START Recorded data
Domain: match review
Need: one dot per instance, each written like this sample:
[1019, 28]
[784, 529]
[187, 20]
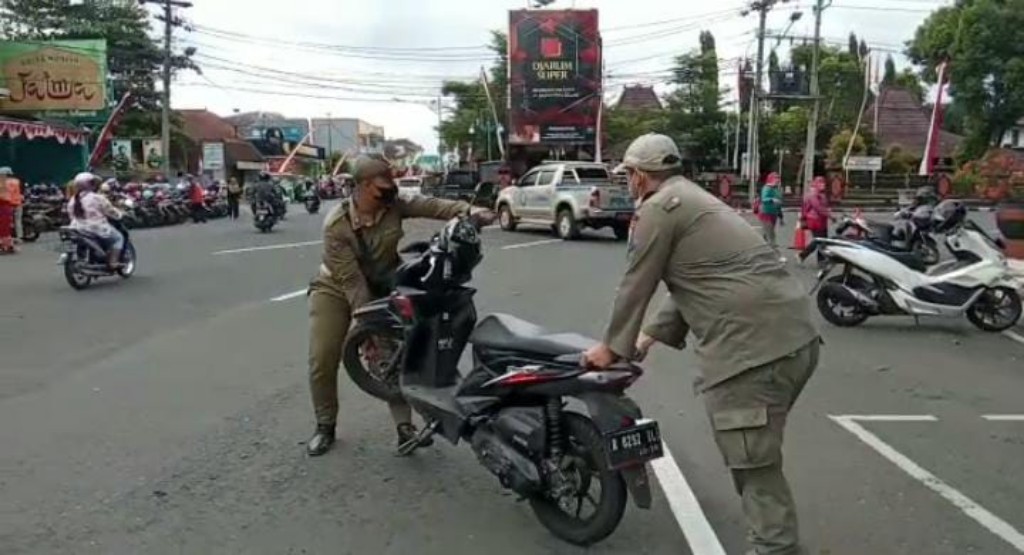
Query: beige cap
[651, 153]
END Recorded data
_Assignment_:
Copy out the entries verbatim and leave the images out.

_Finished task_:
Domain: match review
Need: one dot per instance, each written like this sample:
[1019, 28]
[784, 529]
[187, 20]
Query: beige cap
[651, 153]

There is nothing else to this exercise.